[Exercise data — start]
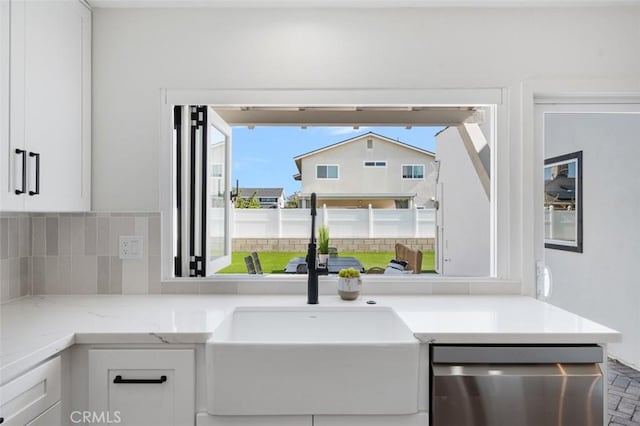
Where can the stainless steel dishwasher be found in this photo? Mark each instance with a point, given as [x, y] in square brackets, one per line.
[523, 385]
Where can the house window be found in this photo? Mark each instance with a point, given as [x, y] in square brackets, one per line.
[325, 171]
[375, 164]
[413, 171]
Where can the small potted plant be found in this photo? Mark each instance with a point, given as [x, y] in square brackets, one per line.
[323, 245]
[349, 284]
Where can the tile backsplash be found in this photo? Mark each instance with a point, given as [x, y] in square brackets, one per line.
[15, 255]
[77, 253]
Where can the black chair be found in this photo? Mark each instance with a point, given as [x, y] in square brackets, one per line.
[256, 263]
[251, 268]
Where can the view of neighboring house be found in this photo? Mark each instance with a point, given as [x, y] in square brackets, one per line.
[369, 169]
[269, 198]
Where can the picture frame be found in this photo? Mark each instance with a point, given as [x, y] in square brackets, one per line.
[563, 209]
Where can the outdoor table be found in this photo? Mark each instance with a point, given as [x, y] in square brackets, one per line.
[334, 264]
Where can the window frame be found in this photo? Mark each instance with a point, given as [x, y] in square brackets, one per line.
[506, 251]
[337, 166]
[375, 164]
[412, 166]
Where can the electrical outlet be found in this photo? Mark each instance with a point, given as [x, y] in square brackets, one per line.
[130, 247]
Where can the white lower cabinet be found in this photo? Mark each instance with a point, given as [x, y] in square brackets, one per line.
[143, 387]
[418, 419]
[205, 419]
[31, 398]
[50, 417]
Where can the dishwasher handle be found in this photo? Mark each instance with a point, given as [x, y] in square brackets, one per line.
[504, 354]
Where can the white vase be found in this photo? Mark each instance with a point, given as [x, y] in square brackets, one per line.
[349, 288]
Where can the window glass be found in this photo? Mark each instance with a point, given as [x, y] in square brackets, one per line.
[327, 172]
[413, 171]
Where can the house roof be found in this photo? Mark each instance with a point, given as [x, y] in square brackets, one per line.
[261, 192]
[298, 159]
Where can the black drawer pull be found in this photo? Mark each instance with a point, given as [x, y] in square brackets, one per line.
[37, 155]
[119, 379]
[24, 171]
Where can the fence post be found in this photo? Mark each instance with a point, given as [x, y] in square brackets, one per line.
[279, 222]
[551, 220]
[232, 221]
[325, 217]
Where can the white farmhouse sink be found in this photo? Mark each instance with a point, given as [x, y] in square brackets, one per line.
[312, 360]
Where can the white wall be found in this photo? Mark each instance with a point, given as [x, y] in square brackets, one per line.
[465, 209]
[602, 282]
[138, 51]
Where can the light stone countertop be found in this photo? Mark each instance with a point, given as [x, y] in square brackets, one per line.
[37, 327]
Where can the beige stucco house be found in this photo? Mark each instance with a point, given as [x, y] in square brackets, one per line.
[369, 169]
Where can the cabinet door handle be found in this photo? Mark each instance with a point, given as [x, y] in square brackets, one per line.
[24, 171]
[119, 379]
[37, 155]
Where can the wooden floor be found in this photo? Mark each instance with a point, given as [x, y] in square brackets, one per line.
[624, 395]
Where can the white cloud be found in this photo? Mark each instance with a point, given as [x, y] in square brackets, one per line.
[345, 130]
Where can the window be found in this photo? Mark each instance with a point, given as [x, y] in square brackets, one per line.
[217, 170]
[324, 171]
[413, 171]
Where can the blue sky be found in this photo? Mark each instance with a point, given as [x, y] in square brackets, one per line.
[263, 157]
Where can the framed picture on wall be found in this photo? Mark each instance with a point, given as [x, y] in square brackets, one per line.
[563, 202]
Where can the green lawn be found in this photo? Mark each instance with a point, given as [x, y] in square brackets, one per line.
[274, 262]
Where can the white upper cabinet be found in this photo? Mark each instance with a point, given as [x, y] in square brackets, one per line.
[46, 121]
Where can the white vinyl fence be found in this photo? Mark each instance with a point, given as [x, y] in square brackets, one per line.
[343, 223]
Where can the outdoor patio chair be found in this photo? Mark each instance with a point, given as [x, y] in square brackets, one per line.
[256, 263]
[251, 268]
[412, 256]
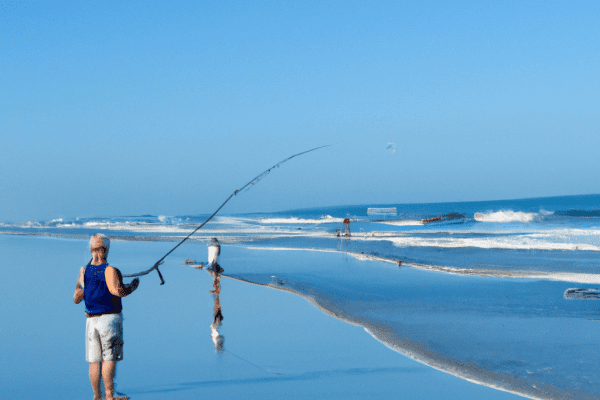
[Exercise data — finish]
Work order:
Only one thing is required here: an exact copy of the lines from the one bearing "Where can the white vinyl" through the final line above, both included, with pictures left out.

Task answer:
Where can the white vinyl fence be found in this photo? Mark each instance with a point, given as [x, y] in square brackets, one per line.
[343, 223]
Where can the outdoor patio chair be found in this photo? Mark each instance with a point, given as [x, y] in square brackets, one per line.
[256, 263]
[251, 268]
[412, 256]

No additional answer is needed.